### WORK TO BE COMPLETED
In the listing below, start your output at the line with "Target: cobblestone pavement" and end it after the line with "-- sample [228,30].", copying every line exactly.

### EXTRACTED INFORMATION
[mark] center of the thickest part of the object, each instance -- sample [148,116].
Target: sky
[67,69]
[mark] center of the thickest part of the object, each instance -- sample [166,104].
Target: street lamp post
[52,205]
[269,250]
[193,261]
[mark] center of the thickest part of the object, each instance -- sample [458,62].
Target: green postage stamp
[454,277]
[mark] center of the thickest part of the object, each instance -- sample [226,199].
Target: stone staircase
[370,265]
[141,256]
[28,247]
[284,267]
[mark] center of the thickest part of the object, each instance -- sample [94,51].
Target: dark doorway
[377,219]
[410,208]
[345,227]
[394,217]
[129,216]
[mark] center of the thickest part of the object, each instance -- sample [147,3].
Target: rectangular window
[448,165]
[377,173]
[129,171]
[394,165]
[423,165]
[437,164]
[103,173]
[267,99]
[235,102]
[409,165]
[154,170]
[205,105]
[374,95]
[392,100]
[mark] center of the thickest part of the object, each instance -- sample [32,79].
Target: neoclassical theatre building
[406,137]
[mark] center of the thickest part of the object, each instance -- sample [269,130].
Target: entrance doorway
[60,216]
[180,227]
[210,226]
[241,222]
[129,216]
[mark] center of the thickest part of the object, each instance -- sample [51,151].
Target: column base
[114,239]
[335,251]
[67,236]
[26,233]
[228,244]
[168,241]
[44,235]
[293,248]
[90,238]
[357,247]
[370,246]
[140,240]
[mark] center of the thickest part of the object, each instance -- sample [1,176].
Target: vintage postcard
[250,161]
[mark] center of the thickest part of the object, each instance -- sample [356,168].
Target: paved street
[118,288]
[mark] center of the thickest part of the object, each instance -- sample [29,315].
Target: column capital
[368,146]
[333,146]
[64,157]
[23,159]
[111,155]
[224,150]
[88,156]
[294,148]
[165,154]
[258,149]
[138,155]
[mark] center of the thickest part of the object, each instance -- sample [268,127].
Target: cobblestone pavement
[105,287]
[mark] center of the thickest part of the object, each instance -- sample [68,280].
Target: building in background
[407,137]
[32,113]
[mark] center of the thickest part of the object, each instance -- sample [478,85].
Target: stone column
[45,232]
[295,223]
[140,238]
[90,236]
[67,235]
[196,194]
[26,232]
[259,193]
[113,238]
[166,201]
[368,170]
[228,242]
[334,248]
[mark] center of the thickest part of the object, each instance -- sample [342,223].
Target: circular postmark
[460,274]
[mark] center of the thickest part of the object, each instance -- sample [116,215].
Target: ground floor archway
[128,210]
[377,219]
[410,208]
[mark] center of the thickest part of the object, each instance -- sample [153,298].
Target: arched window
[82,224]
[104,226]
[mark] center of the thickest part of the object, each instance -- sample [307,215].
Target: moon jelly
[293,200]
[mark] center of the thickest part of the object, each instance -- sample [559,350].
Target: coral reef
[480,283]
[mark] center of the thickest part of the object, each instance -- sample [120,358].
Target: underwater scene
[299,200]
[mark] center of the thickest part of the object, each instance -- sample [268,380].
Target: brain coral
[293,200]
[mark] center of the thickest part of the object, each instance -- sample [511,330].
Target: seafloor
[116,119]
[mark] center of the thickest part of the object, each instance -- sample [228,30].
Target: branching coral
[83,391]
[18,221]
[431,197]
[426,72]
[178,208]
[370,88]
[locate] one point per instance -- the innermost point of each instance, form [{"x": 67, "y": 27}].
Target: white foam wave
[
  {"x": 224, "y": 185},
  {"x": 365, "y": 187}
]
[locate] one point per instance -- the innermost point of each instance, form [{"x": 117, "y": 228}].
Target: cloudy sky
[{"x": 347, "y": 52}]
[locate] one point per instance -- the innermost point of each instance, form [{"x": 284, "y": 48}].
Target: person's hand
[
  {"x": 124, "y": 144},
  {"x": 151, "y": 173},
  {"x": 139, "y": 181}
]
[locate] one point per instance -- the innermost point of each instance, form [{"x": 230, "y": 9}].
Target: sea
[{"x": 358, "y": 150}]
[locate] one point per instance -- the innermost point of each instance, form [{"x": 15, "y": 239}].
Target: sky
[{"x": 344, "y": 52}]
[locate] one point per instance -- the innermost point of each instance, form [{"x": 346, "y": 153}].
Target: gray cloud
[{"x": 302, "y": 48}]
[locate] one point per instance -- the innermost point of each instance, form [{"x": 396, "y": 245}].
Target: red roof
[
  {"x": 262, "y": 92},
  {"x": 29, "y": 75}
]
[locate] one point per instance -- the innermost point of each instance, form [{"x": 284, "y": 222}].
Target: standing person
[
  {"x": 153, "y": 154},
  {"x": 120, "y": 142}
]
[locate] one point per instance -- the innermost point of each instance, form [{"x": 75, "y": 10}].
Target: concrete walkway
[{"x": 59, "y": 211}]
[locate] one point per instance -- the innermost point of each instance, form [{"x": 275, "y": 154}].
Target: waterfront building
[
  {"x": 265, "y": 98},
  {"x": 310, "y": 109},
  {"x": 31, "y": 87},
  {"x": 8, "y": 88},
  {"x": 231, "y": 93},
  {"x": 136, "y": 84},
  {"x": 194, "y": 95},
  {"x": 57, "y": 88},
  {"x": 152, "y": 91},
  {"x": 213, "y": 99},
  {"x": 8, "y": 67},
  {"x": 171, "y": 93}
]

### RESPONSE BOX
Target: cobblestone pavement
[105,287]
[mark] center of the thickest part of the object, each instance -- sample [68,280].
Target: building in background
[407,137]
[32,113]
[mark] center of the thickest part of the object, each instance -- sample [478,85].
Target: stone column
[45,232]
[295,223]
[140,238]
[90,236]
[67,235]
[196,194]
[26,232]
[259,193]
[113,238]
[166,201]
[368,170]
[228,242]
[334,248]
[mark] center of the thickest part of the object, each instance -- sample [342,223].
Target: circular postmark
[460,274]
[mark] center of the thickest part of the object, each instance -- sample [116,215].
Target: ground floor archway
[128,210]
[377,219]
[410,208]
[mark] center of the thickest part of the object, each instance -- sample [153,298].
Target: arched window
[82,224]
[104,226]
[mark] center of the thickest part of the object, each instance -- sample [307,215].
Target: moon jelly
[293,200]
[mark] center of the thickest part of the object, each instance -- sample [559,350].
Target: coral reef
[480,283]
[mark] center of the thickest part of the object, each instance -- sample [120,358].
Target: underwater scene
[299,200]
[mark] center of the thickest part of the object, each instance -- sample [268,380].
Target: brain coral
[293,200]
[mark] center of the thickest part of the object, each instance -- sample [511,330].
Target: seafloor
[116,119]
[mark] center of the thickest part of the object, each instance -- sample [228,30].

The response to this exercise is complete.